Check your understanding:
• 1. Using the passage on the village of Atskuri, answer these:
(a) At what elevation above sea level does the village sit?
(b) What population did the 2002 census record?
(c) What was the village's earlier name?
• 2. Extend the passage on the village of Atskuri by writing what comes after its final sentence.

Atskuri (აწყური) is a village in Akhaltsikhe Municipality, Samtskhe–Javakheti region, Georgia. It is the center of a local community that also includes the villages of Tiseli and Tkemlana.

The village is located on the banks of the Mtkvari River, near the confluence with the Abanoskhevi River, at an elevation of 900 metres above sea level and approximately 22 km from Akhaltsikhe. The local economy is based on animal husbandry and fruit growing. The village has a public school, culture house, library, and pharmacy. In the Middle Ages, Atskuri was a town.

== Demographics ==
According to the 2014 census, Atskuri had a population of 1,539.

| Census year | Population | Men | Women |
|---|---|---|---|
| 2002 | 1,984 | 945 | 1,039 |
| 2014 | 1,539 | 760 | 779 |

== Etymology ==
The name Atskuri is derived from the Georgian root *tsq* (water), found in words such as *tsqali* (water) and *tsqaro* (spring). The toponym is generally interpreted as meaning “a watery place” or “place of water”.

== History ==
Atskuri is one of the oldest settlements in Georgia. Its earlier name was Sosangeti, and it is also mentioned in historical sources as Atskveri. It is first recorded in the 11th century. According to Georgian chronicles, a church was built here during the campaign of Byzantine Emperor Heraclius in the 7th century.

In the early feudal period, Atskuri was an important political center of Samtskhe and the seat of the Samdzivari noble family. It remained significant during the existence of the Samtskhe–Atabegate. Several Georgian scribes and clerics worked in Atskuri, including Giorgi Matsqvereli (9th–10th century), Gabriel Kotai (11th century), Ioakime Matsqvereli (16th century), and Ieremia Matsqvereli (16th century).

In the second half of the 16th century, Atskuri was occupied by the Ottoman Empire.

Source information:
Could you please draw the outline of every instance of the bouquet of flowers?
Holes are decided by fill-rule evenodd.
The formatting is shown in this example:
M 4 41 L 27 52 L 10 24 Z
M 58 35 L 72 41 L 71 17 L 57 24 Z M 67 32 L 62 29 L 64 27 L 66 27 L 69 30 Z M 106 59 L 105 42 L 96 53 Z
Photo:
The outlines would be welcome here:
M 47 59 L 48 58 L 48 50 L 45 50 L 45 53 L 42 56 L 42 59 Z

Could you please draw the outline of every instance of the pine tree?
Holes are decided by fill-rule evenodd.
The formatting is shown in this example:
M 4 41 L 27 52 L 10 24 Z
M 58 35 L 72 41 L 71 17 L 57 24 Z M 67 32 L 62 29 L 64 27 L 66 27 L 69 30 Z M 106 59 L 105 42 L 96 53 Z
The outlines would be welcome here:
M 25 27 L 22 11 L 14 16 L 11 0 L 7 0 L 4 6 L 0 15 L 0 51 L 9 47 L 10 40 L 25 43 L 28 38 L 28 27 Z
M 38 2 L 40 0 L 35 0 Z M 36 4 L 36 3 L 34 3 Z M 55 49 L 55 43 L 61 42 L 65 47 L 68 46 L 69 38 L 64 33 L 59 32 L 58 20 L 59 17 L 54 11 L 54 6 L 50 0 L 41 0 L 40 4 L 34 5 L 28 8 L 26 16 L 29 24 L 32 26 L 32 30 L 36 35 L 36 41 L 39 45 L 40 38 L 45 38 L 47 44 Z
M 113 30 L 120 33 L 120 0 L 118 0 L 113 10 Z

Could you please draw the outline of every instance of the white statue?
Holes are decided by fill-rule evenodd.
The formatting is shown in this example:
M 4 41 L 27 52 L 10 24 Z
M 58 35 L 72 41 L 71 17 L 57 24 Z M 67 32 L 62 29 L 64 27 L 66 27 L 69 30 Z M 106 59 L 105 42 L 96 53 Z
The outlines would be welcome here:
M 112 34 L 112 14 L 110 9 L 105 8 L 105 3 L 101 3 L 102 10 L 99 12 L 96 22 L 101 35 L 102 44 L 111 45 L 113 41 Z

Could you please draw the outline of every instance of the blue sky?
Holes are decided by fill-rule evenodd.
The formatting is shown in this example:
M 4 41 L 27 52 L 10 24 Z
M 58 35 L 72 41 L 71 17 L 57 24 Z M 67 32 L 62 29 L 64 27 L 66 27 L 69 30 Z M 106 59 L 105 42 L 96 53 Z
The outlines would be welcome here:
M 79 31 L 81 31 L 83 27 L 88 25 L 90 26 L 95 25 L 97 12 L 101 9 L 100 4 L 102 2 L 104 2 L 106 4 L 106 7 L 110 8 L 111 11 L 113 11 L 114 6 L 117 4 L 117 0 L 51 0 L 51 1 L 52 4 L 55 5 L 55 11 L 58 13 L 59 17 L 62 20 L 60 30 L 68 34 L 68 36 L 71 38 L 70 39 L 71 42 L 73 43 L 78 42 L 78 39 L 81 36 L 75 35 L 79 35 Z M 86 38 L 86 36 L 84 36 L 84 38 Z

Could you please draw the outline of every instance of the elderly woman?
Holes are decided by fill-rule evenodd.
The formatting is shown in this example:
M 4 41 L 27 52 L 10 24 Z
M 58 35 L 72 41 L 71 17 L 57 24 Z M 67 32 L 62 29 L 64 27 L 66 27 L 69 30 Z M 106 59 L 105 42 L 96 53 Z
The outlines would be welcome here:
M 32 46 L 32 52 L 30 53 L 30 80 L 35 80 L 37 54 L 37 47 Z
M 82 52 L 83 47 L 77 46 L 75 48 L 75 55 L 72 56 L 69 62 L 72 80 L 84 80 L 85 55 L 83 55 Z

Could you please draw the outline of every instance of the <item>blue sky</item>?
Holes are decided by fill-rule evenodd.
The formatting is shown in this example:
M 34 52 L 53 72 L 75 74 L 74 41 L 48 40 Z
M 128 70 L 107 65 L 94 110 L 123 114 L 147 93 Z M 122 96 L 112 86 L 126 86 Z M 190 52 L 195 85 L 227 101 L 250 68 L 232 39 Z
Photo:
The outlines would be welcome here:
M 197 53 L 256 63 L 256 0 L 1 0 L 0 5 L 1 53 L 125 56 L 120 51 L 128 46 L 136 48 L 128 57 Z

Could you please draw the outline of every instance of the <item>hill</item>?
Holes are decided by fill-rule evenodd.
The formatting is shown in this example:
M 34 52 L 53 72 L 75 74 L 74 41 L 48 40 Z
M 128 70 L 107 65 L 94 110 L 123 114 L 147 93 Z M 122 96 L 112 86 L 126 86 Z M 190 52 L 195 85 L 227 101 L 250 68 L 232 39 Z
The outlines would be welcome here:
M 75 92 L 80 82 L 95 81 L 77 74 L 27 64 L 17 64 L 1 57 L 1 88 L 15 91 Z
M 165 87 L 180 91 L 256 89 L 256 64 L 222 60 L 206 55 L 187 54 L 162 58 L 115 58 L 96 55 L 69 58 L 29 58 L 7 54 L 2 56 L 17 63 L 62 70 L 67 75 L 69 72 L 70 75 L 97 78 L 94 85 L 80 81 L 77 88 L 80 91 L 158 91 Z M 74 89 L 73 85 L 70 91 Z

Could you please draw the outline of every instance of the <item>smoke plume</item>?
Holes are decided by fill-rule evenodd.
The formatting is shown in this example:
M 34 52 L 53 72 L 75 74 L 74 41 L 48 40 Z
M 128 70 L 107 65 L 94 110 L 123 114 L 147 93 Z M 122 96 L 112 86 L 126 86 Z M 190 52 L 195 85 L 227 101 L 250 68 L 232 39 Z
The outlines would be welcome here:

Answers below:
• 1.
(a) 900 metres
(b) 1,984
(c) Sosangeti

• 2.
In the 18th century, it was a small town with customs posts. Following the Treaty of Adrianople (1829), it was transferred to the Russian Empire and incorporated into the Akhaltsikhe district.

During the 19th century, the population changed significantly due to migration. Armenian settlers arrived in 1830, while many local Georgian Muslims and Jewish residents later emigrated.

== Diocese ==
Atskuri was an important episcopal center. The Atskuri Diocese is one of the oldest in Georgia. Its bishop was known as the Matsqvereli. The earliest known bishop was Ioseb (6th century). The last known bishop was Gedeon.

According to “The Life of Gregory of Khandzta”, the diocese already existed in the 8th–9th centuries. Ephrem the Great Matskvereli (855–895), a disciple of Gregory of Khandzta, is considered one of its most notable bishops.

== Landmarks ==
The village preserves the Virgin Mary domed church, with construction phases dating to the 10th–11th and 13th–14th centuries. The renovation of its ruins began in 2015. The structure was once one of the largest churches in Georgia. The area also includes Atskuri Fortress and Slesa Fortress, and there are several small chapels within the village territory.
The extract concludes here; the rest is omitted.